- What you need to do
- A) Summarize the passage on NCAA finances below in two sentences.
- B) Answer these questions using the passage on NCAA finances below:
(i) What was the final score of the January 20, 1968 game between Houston and UCLA?
(ii) How much was Pac-12 commissioner Larry Scott paid in 2014?
(iii) How much of the NCAA's 2015-16 revenue came from "March Madness" broadcast fees?
- C) Extend the passage on NCAA finances below, picking up after its final sentence.
══ Document text ══
On January 20, 1968, basketball powerhouse UCLA, led by seven-foot-two center Lew Alcindor before he became Kareem Abdul-Jabbar, played the University of Houston, led by six-nine Elvin Hayes. Hayes blocked three of Alcindor’s shots, and underdog Houston prevailed 71-69 in the “game of the century” before 52,693 fans in the Astrodome and a national television audience in the millions.

According to the late broadcaster Dick Enberg, at half-time the TV advertisers began phoning in to buy more 30-second spots. For this game the universities each received $125,000. The players, whom people had paid big money to watch, received nothing.  

The National Collegiate Athletic Association’s top “core value” is the collegiate model, “in which students participate as avocation.” So the players are considered amateurs. As the Washington Post notes, “The NCAA requires athletes to forfeit their right to make money off their performance,” even though these amateurs rake in huge money for the organization.

By its own accounting, the NCAA signed media deals with CBS ranging from the 1982 three-year $49.9 million to a $6 billion for 11 years in 2002. An 11-year 2002 deal with ESPN brought the NCAA $200 million and the 2010 CBS/Turner deal is good for $10.8 billion over 14 years.

NCAA president Mark Emmert bags $1.9 million a year, and in 2014 Pac-12 commissioner Larry Scott was paid $3.4 million, more than six times what his predecessor made in 2004. Commissioners of the Big Ten and Big 12 are also doing well at $2.3 million and $3.1 million, respectively. That is not exactly chump change for an industry fueled by unpaid athletes.

The NCAA gets most of its money from the annual men’s basketball tournament. In 2015-16 nearly $800 million of the Association’s revenues came from the “March Madness” broadcast fees. The NCAA also raked in $123.5 million in ticket sales for championship events in all sports except football.
═══
══ Dataset content ══
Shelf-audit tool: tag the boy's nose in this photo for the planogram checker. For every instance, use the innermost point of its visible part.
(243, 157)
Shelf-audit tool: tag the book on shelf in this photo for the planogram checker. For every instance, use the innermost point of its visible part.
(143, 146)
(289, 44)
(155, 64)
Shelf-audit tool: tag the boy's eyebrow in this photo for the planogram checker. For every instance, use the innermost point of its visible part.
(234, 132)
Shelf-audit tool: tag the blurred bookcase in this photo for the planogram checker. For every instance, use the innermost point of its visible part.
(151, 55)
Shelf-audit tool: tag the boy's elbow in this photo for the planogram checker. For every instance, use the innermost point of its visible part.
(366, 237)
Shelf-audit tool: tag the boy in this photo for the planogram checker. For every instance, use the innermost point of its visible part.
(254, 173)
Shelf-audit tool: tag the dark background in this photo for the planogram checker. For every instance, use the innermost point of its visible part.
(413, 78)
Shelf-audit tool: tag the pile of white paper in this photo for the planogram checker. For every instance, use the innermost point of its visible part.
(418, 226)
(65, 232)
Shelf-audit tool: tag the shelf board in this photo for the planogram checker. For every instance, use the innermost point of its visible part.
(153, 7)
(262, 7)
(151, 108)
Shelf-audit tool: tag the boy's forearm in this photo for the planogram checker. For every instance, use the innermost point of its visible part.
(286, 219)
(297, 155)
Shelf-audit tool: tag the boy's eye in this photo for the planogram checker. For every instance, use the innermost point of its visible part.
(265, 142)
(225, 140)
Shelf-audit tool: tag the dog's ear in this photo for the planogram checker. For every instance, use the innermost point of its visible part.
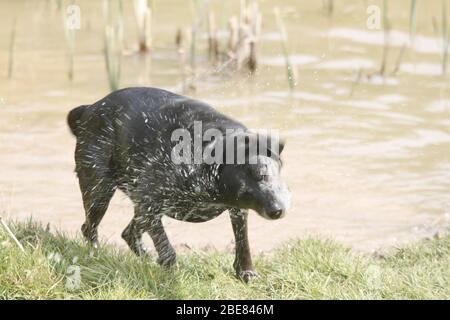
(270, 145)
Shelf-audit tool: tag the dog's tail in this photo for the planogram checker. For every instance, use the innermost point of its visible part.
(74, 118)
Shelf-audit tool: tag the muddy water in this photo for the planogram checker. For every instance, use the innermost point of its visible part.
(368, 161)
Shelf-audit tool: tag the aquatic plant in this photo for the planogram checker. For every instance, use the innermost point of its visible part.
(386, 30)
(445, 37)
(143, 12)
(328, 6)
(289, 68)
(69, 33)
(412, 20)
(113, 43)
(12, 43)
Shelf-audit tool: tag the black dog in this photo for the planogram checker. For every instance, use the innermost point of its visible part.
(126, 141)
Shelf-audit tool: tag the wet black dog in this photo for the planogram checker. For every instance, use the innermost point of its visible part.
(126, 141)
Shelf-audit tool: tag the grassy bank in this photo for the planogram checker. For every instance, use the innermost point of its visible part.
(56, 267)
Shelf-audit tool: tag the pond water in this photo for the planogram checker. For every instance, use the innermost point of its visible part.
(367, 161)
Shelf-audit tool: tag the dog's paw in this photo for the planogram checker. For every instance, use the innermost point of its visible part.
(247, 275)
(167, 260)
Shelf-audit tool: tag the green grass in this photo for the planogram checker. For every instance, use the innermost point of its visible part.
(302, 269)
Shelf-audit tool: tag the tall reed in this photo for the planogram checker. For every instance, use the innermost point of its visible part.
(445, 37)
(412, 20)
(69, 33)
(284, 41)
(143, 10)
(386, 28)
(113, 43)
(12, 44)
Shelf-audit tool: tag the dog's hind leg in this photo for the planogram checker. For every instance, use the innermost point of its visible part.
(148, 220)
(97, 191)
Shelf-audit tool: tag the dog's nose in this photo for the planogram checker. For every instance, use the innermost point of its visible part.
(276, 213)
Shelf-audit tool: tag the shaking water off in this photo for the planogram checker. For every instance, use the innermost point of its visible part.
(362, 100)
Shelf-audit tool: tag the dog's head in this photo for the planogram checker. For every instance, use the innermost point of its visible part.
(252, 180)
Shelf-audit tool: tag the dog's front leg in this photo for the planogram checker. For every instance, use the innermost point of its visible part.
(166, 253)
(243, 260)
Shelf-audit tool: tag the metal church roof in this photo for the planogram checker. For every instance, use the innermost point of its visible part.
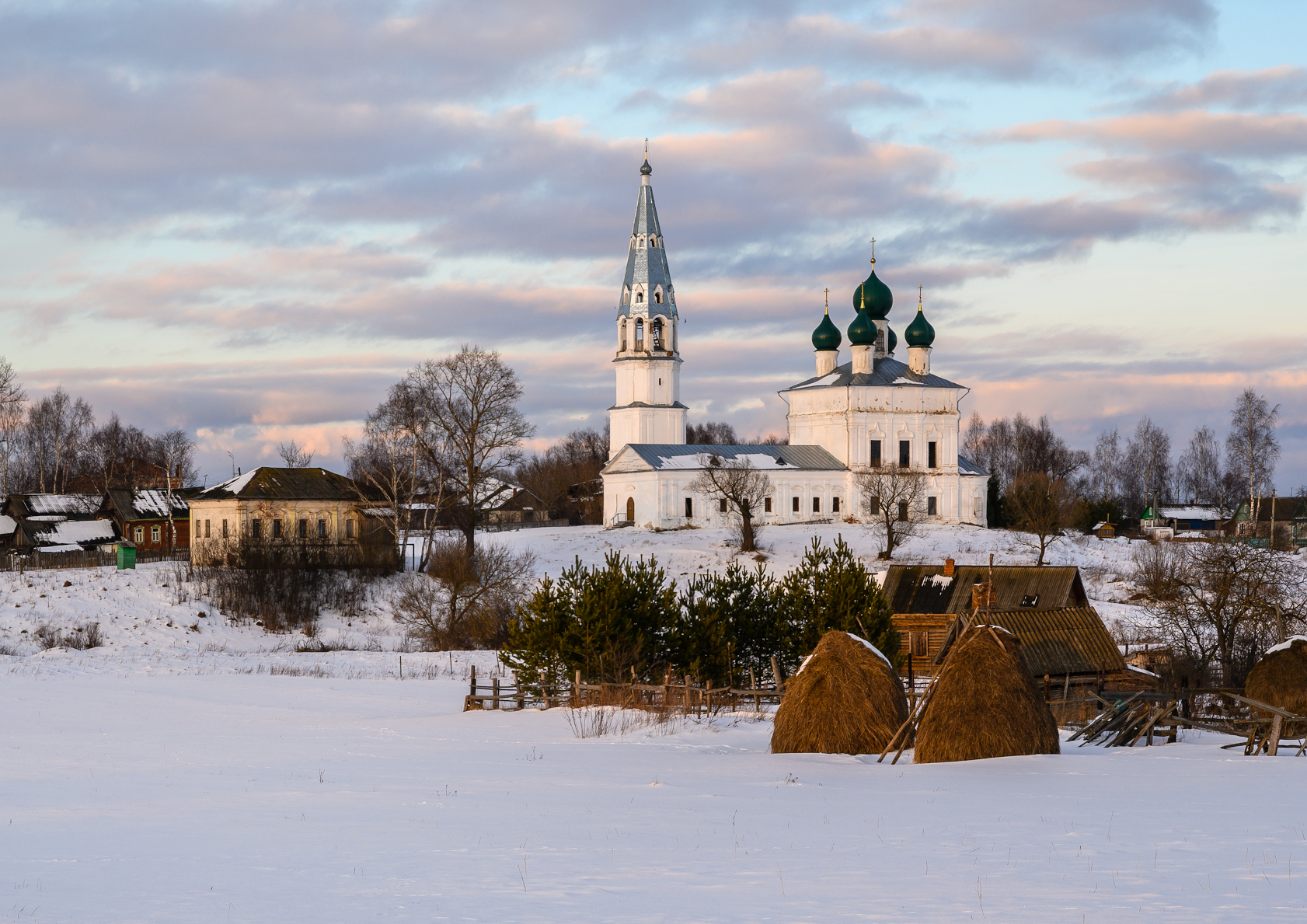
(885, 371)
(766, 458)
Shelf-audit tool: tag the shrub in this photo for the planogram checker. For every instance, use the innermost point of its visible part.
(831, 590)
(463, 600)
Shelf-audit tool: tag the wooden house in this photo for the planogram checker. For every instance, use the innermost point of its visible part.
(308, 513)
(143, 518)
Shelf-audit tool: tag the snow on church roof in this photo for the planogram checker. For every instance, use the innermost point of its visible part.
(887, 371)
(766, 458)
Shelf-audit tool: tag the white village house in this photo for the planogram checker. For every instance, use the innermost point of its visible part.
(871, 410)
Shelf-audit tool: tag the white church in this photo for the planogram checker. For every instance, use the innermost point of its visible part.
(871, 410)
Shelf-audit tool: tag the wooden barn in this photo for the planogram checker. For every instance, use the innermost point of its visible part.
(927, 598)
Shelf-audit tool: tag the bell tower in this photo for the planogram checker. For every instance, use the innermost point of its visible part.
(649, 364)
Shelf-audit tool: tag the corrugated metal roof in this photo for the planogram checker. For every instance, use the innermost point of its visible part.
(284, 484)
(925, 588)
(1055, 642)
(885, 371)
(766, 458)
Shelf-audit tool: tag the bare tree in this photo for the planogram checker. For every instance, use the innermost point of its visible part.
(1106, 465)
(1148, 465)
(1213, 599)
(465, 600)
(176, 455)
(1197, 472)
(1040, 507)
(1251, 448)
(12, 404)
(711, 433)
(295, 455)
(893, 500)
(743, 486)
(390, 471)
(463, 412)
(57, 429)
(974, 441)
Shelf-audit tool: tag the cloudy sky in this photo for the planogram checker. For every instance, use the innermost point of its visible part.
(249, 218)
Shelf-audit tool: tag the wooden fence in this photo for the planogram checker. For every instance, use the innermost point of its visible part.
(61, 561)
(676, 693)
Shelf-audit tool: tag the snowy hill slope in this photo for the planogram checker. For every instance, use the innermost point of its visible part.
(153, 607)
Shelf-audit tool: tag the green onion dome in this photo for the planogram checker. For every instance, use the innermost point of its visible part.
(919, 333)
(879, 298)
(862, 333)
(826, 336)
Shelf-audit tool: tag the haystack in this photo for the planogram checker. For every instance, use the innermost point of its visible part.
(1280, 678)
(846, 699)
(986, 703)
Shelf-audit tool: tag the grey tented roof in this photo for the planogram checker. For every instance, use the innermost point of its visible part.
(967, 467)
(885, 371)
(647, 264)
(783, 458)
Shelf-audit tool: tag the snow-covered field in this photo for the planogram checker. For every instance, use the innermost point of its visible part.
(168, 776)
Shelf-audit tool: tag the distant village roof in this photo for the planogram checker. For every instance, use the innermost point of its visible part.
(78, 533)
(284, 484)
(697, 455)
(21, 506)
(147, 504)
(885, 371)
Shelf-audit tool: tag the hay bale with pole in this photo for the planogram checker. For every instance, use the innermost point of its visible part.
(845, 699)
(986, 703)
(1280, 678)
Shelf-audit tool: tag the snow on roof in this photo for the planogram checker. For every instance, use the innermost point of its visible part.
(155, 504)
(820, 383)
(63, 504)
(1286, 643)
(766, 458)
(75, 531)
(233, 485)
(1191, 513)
═══
- Answers by task
- A) In the 1968 "game of the century" between UCLA and Houston, each university received $125,000, while the players, whom people had paid big money to watch, received nothing. The NCAA considers its athletes amateurs who must forfeit the right to make money off their performance, yet it earns billions through media deals, mostly from men's basketball tournament broadcast fees, and its president and several conference commissioners are paid millions a year.

- B)
(i) Houston won 71-69.
(ii) $3.4 million.
(iii) Nearly $800 million.

- C)
For their part, the college players are barred from earning money for their performance, and that includes personal appearances, endorsements, autograph sessions and such. The default explanation is that in return for their performance the athletes get a free education.

As LeBron James observes, the “five-star athletes” aren’t brought on campus to get an education. College bosses bring them aboard to make the Final Four and win a national championship.

That’s what brings in the big bucks for the NCAA, the television networks, the commissioners and the coaches, all based on the performance of unpaid players. And by some counts, less than 2 percent of college basketball players will go on to a professional career.

All told, LeBron James is hardly out of bounds with his charge of NCAA corruption, but the Cleveland star has more to offer than complaints. For players who want to skip the college ranks, James would like to see something like baseball’s farm-team system or European club teams.

Such arrangements may not be flawless, but they would be far better than allowing athletes no financial reward for performances that bring in billions for “non-profit” athletic associations and bureaucrats nobody will pay to watch.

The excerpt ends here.